Which of the lines in the records below hold the string "instance"? Copy every one of them.

# DATA UNDER STUDY

____

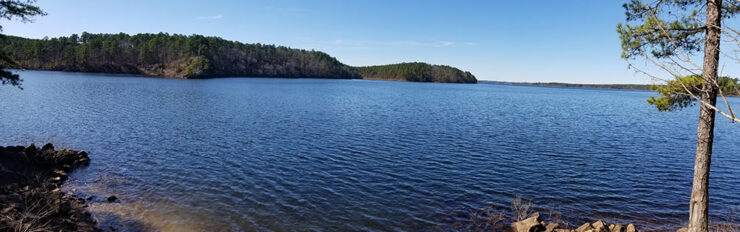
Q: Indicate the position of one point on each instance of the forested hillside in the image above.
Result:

____

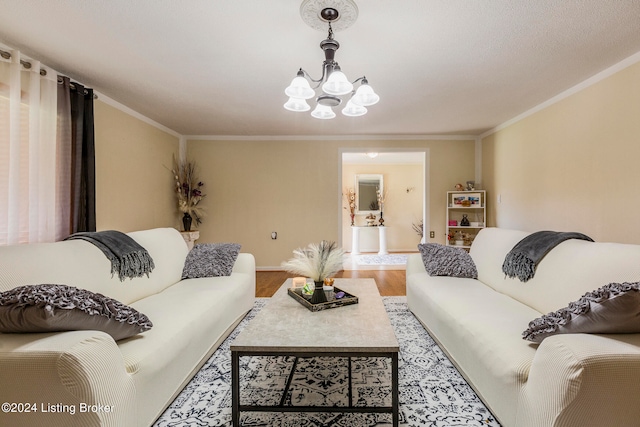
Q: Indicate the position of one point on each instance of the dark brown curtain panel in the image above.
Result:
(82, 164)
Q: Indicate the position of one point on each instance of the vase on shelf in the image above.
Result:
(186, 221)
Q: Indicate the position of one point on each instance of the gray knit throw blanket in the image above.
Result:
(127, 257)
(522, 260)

____

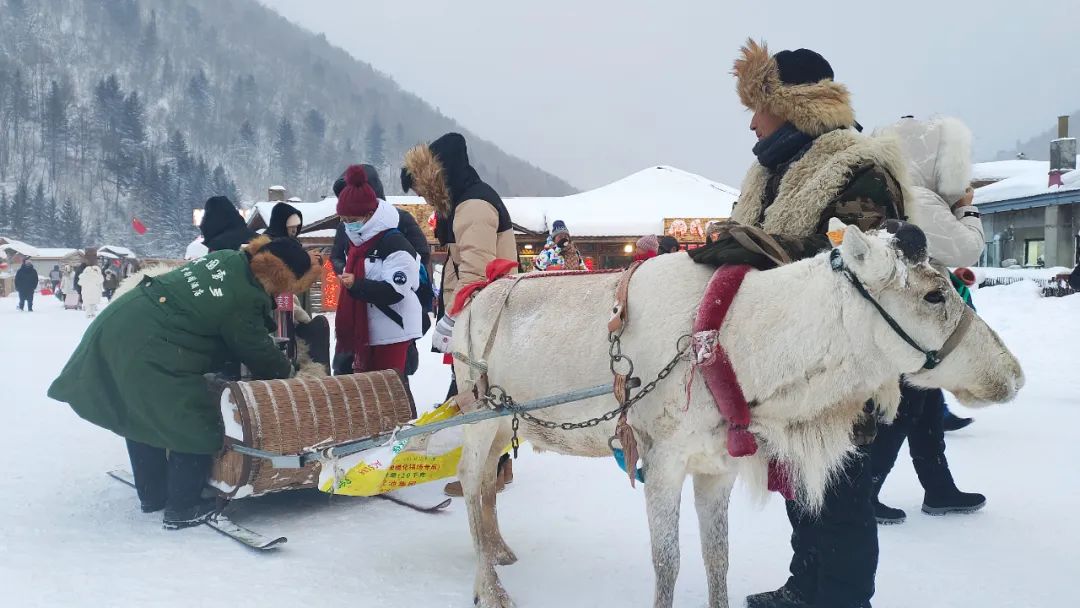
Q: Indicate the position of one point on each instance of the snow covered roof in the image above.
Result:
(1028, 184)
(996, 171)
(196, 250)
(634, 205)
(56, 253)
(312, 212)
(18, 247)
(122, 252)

____

# WORKED SOLUTION
Q: Indicate the position of one point on each instance of the forested hillside in the image above.
Q: Indicate the position of one point on each instance of the dark brown curtain panel in the image above.
Q: Indicate the position of one point on each instance of the vase on shelf in the image above.
Q: Indicate the position of one point on each instance of the gray knit throw blanket in the image above.
Q: Indicate the position of one point on each instance of the snow covered roof in the image above.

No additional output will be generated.